What the task requires: Please give the lines of the records below, from the one containing "Player-tracking tagging: indicate the tile" through the last line of the records (both inclusive), as a JSON list of strings with one string per line and blank lines omitted.

•••••

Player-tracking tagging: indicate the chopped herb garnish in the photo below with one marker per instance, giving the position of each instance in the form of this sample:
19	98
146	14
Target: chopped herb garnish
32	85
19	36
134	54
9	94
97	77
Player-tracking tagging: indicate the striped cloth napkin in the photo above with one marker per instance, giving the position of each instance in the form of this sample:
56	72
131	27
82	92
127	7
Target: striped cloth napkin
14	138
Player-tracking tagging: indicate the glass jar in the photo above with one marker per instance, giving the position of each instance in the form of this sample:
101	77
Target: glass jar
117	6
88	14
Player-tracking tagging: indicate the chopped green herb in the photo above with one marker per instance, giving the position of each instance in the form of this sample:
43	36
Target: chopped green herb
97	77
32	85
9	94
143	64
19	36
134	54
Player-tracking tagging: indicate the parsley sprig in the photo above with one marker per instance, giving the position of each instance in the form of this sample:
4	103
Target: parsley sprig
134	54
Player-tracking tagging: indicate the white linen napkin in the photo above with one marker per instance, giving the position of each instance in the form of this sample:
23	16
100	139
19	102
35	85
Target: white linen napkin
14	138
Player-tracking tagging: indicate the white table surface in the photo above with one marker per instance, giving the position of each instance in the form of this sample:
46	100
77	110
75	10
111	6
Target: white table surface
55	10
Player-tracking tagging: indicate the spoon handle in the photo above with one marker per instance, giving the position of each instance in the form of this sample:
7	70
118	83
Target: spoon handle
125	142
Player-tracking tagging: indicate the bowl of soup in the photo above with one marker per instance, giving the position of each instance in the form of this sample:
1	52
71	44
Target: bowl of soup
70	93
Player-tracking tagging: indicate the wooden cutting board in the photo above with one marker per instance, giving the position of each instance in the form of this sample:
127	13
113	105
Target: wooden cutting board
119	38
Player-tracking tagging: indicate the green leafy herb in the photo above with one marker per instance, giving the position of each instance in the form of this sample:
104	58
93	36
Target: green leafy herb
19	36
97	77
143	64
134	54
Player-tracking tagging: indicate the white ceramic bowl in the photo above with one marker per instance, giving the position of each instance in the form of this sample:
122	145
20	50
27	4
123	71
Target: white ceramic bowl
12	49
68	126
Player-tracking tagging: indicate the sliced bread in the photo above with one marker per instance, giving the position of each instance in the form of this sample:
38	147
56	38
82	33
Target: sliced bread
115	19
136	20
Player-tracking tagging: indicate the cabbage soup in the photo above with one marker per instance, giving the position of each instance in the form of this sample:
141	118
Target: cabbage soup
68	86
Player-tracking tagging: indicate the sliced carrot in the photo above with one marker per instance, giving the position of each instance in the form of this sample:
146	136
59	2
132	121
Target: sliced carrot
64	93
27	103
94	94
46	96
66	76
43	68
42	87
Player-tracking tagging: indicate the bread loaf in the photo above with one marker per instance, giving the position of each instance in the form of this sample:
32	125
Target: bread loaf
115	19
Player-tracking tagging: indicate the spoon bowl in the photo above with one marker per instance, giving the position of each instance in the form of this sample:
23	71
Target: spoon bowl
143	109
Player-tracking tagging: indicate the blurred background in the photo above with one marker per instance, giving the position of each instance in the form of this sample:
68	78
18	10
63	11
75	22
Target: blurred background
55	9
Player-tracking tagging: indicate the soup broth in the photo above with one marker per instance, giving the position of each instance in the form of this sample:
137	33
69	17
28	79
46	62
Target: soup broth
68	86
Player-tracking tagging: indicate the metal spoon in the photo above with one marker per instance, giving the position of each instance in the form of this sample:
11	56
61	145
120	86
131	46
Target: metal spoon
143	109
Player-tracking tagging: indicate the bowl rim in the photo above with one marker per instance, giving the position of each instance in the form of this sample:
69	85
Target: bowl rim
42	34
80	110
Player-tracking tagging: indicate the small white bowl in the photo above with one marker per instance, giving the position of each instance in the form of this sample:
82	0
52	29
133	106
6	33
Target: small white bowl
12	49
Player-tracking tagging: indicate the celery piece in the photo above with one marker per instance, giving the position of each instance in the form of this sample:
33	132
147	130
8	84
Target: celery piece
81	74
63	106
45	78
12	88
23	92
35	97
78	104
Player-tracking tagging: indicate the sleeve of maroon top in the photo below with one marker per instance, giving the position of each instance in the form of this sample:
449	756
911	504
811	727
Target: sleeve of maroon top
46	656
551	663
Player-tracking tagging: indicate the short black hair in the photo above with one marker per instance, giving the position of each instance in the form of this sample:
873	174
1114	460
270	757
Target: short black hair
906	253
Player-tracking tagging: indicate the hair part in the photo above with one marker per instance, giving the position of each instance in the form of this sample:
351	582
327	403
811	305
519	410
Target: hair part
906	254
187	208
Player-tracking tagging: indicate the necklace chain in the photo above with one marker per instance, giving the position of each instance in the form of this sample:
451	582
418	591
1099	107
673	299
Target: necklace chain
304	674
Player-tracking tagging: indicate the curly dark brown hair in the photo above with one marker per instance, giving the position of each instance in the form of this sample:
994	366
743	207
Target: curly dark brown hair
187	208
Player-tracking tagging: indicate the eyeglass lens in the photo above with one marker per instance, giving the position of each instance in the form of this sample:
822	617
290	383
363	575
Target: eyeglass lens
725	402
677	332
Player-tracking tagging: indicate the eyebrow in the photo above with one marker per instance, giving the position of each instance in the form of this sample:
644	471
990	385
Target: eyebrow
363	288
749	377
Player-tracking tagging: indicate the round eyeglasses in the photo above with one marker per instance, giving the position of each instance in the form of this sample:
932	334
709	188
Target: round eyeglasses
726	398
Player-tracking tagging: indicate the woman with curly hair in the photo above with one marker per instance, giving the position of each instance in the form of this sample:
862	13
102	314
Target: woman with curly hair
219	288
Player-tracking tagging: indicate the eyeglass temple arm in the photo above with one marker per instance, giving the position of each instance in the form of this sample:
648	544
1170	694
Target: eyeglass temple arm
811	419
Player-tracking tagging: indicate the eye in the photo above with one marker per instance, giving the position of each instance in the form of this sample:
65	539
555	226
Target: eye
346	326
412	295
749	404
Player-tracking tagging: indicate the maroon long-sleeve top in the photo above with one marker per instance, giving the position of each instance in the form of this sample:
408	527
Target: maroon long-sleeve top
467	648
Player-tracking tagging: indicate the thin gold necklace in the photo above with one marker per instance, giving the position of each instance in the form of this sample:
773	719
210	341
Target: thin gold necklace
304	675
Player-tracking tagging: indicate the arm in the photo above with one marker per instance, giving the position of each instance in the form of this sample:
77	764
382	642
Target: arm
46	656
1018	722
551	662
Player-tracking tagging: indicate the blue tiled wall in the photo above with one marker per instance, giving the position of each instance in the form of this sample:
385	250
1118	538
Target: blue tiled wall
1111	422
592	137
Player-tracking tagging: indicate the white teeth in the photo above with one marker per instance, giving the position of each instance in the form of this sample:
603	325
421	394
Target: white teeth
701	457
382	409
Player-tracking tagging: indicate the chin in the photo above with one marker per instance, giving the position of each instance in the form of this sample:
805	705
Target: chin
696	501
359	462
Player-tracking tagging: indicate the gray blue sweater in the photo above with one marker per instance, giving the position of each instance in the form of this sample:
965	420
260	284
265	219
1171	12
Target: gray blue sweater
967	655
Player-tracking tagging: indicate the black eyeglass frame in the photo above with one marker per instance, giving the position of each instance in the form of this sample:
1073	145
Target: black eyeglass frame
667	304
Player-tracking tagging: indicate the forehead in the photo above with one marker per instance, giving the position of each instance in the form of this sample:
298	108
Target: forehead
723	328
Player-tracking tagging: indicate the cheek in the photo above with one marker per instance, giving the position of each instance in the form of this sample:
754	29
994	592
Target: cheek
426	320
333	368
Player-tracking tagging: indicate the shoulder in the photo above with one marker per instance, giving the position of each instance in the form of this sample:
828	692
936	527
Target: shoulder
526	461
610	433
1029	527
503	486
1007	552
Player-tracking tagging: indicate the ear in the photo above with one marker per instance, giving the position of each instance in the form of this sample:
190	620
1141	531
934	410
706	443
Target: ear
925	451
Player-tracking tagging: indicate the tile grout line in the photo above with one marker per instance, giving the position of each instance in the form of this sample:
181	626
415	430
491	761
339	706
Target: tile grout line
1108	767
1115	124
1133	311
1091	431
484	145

•••••

Full output:
[
  "Player-tracking tagging: indicate the tile grout line in the photo above with one marker per instance, giving the position of each instance in the form of this sample:",
  "181\t626",
  "415\t430",
  "491\t761",
  "339\t706",
  "Target: tile grout line",
  "1108\t767",
  "1115\t124",
  "1133\t311",
  "1091\t431",
  "484\t145"
]